**Aim of the task**
Return all of the entries exactly, with nothing added or left out.

**Listed records**
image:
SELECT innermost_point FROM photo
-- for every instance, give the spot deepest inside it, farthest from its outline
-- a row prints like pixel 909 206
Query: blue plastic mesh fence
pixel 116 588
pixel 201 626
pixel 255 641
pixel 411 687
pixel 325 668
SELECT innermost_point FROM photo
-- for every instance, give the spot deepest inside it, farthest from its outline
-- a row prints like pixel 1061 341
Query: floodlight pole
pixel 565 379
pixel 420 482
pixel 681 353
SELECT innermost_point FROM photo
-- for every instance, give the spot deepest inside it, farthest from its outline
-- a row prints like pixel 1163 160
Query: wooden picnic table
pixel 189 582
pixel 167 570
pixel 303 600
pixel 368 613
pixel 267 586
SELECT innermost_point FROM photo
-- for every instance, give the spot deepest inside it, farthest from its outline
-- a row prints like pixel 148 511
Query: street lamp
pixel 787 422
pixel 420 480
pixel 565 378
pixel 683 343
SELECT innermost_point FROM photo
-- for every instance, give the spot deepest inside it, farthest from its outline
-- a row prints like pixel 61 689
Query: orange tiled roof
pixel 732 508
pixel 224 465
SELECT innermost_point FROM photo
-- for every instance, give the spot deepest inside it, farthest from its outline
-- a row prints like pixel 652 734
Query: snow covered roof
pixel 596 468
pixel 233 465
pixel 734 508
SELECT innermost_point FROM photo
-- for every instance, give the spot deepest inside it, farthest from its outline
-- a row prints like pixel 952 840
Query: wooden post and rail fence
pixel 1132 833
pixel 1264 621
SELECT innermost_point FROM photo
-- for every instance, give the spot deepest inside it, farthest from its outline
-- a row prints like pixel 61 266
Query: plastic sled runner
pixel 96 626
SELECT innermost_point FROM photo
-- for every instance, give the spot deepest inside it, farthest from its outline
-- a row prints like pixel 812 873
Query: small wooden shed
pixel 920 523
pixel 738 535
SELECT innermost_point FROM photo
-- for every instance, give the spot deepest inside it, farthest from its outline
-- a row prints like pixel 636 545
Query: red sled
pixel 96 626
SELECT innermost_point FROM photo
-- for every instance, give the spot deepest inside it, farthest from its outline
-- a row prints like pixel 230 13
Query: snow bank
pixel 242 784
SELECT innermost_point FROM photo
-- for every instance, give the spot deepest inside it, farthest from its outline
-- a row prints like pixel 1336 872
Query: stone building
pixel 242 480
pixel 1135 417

**Answer for this exercise**
image:
SELECT innermost_point FROM photo
-- for every instance, give the spot deepest inside it, farthest from its outline
-- a row prints like pixel 909 206
Query: blue plastic mesh fence
pixel 116 588
pixel 201 626
pixel 255 641
pixel 411 687
pixel 325 668
SELECT innermost_point FROM photo
-- for every instance, give the spot deepest inside it, farthest from its outline
-- a row prints like pixel 1061 341
Query: floodlight pole
pixel 565 379
pixel 420 482
pixel 681 353
SELECT innermost_point FROM photo
-- for every instance, give the spot deepest inside it, farthest from its outline
-- a row prints like pixel 1163 160
Query: wooden picnic table
pixel 189 582
pixel 167 570
pixel 303 600
pixel 368 613
pixel 267 586
SELECT innermost_point FROM photo
-- for every instance, give the spot deepest inside it, farthest from its outline
-- a row prints like pixel 148 511
Query: street lamp
pixel 787 422
pixel 420 480
pixel 565 378
pixel 683 343
SELECT innermost_point FROM photo
-- for every instance, give the spot deepest inside it, farthest from its outline
-- a row prints like pixel 61 689
Query: orange tiled roof
pixel 732 508
pixel 224 465
SELECT innermost_point FROM photo
-- for every instance, give the spot deepest inside it, farthest from its outline
-- a row prints like pixel 652 734
Query: snow covered roof
pixel 596 468
pixel 233 465
pixel 734 508
SELECT innermost_point FROM photo
-- for every instance, give the spot deepest inside it, farthest from its outline
-- a row prints like pixel 952 840
Query: wooden post and rail fence
pixel 1132 833
pixel 1264 621
SELECT innermost_point FROM photo
-- for every instance, give the spot deepest inside it, farthest from its outline
-- a row prints like pixel 61 266
Query: plastic sled runner
pixel 96 626
SELECT innermost_point FROM photo
-- for every instance, give the spot deepest inside it, farthest from its outline
-- a row prints like pixel 812 873
Query: small wooden shed
pixel 920 523
pixel 738 535
SELECT innermost_point FROM photo
-- for every instance, give the spot deepest inside it, farthest from its outline
-- a row prints like pixel 636 545
Query: red sled
pixel 96 626
SELECT innermost_point FROM photo
-- for every instance, give the spot deepest inside it, farthest from its outline
-- a row prints like pixel 230 13
Query: snow bank
pixel 242 784
SELECT innermost_point FROM photo
-- for every instance, give the spot deepest inside it, farthest from its outline
-- a row prints like pixel 1336 872
Query: stone building
pixel 242 480
pixel 1135 417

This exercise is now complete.